Problem to solve> Pull out every line of the listing below that contains the string "person", and copy each one in full. Case counts, so match it exactly.

-- Start of Task material --

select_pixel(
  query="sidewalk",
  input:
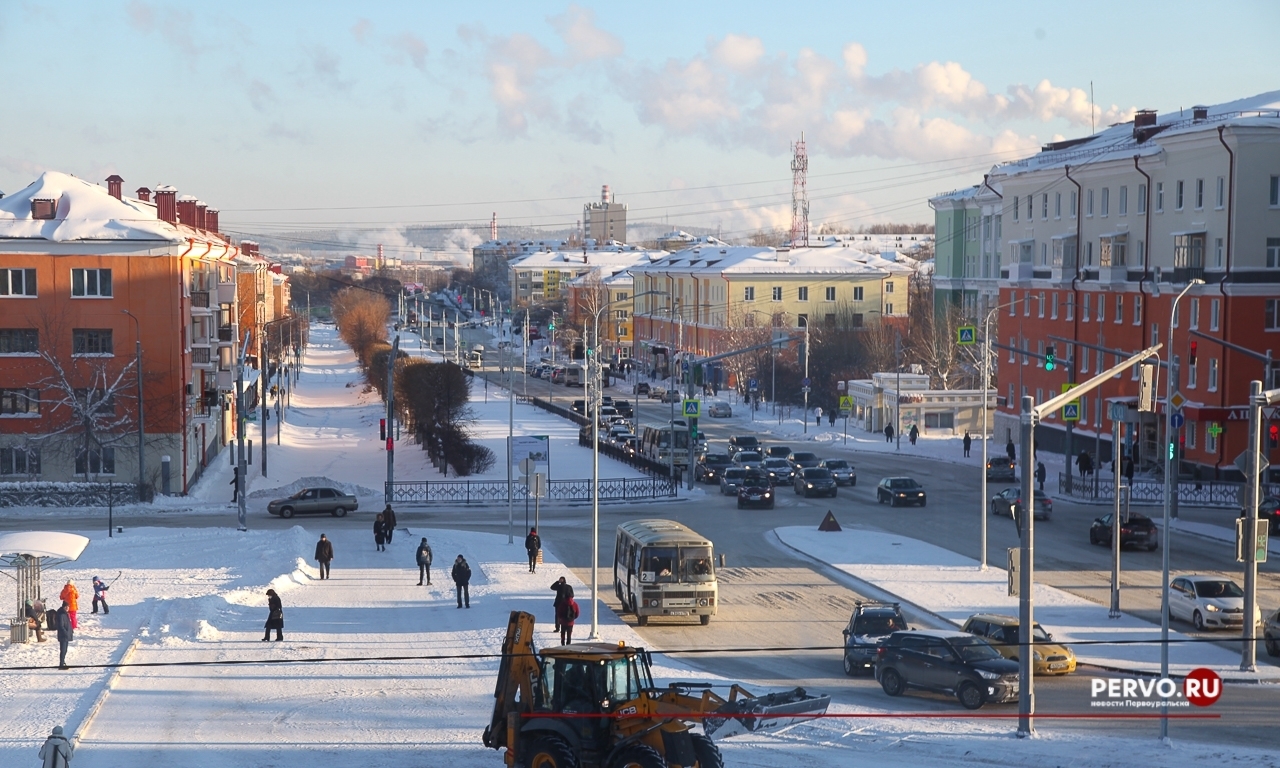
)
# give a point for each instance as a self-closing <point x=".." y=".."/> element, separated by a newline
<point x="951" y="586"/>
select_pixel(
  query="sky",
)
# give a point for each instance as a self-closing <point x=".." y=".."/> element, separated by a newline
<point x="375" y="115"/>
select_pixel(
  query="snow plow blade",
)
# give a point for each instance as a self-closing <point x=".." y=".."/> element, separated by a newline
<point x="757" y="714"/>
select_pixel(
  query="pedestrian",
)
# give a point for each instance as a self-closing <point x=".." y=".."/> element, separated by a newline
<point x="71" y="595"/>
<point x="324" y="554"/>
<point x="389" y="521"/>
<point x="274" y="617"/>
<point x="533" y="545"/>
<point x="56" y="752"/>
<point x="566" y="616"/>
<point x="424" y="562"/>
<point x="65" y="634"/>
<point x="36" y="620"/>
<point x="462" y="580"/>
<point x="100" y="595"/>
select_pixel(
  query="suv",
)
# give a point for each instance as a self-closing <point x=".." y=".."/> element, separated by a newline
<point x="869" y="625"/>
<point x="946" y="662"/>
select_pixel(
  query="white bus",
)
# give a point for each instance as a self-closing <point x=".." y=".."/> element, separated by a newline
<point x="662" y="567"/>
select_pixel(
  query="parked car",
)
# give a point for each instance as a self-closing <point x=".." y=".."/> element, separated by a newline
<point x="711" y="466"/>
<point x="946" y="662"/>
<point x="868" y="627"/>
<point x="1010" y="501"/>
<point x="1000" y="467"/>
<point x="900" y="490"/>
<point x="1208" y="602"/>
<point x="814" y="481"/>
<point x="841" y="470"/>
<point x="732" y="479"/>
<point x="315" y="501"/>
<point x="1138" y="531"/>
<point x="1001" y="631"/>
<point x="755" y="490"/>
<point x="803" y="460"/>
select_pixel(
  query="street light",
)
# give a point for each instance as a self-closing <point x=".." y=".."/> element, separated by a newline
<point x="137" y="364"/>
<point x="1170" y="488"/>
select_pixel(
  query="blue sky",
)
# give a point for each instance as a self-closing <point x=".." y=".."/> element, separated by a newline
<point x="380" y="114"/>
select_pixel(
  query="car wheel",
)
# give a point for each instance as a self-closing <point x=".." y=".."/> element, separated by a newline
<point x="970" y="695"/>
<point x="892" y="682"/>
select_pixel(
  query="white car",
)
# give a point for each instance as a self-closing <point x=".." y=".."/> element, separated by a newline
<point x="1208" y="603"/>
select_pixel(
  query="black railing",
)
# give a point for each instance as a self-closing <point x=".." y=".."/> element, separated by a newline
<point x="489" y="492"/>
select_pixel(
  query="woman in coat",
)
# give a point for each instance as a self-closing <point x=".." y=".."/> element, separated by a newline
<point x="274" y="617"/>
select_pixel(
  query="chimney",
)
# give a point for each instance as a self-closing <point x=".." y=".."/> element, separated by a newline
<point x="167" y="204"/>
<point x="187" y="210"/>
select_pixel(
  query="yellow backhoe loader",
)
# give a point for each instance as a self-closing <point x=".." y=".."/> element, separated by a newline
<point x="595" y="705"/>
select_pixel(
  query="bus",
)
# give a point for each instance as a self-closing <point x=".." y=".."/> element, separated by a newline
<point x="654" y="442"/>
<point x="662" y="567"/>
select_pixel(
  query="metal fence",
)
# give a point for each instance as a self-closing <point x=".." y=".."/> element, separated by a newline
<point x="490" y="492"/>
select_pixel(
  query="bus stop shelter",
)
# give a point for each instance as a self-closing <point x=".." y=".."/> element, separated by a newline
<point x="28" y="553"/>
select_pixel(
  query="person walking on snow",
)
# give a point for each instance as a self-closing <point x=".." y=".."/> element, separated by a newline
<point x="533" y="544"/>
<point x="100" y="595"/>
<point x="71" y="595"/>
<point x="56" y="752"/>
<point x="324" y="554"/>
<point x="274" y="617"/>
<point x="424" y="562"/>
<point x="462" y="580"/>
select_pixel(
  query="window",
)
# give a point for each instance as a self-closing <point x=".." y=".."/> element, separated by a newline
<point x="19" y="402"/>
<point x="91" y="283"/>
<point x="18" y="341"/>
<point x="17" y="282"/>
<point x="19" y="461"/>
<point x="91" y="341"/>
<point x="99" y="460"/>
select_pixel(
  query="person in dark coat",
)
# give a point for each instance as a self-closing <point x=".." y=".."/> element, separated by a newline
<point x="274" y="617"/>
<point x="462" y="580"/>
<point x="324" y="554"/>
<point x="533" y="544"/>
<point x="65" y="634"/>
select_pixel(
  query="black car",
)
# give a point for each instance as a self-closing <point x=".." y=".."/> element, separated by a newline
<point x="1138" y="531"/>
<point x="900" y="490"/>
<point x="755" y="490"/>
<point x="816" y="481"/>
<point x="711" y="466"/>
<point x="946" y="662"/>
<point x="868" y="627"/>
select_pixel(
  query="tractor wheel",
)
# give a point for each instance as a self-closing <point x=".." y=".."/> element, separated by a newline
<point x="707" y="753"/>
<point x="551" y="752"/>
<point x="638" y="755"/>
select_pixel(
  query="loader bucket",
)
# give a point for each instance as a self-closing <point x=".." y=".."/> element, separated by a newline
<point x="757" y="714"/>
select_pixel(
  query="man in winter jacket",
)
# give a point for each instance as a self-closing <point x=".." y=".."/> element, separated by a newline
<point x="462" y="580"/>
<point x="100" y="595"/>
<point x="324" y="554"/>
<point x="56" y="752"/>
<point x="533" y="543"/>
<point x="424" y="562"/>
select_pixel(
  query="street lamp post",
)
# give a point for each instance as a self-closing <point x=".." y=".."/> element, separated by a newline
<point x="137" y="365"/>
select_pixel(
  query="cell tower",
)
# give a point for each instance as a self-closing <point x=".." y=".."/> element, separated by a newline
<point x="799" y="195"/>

-- End of Task material --

Result for this exercise>
  query="person walking on snow",
  query="person in dark coat",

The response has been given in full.